[Data pulled from a collection]

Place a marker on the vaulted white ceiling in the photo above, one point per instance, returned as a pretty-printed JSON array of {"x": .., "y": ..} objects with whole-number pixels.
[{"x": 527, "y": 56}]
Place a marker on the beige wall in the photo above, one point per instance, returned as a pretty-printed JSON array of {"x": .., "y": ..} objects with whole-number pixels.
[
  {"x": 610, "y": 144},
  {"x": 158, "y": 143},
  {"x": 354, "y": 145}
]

**Written task**. Reproduce every line of the listing above without any changes.

**Full output**.
Place a marker on the vaulted white ceiling in the photo above, one point per instance, returned as a pretty-printed JSON array of {"x": .., "y": ..} objects with whole-number pixels.
[{"x": 527, "y": 56}]
Place a marker on the beige wall in the photo above, one point per instance, returned as a pretty-printed JSON array of {"x": .., "y": ..} objects with whole-number pixels.
[
  {"x": 610, "y": 144},
  {"x": 158, "y": 143},
  {"x": 354, "y": 145}
]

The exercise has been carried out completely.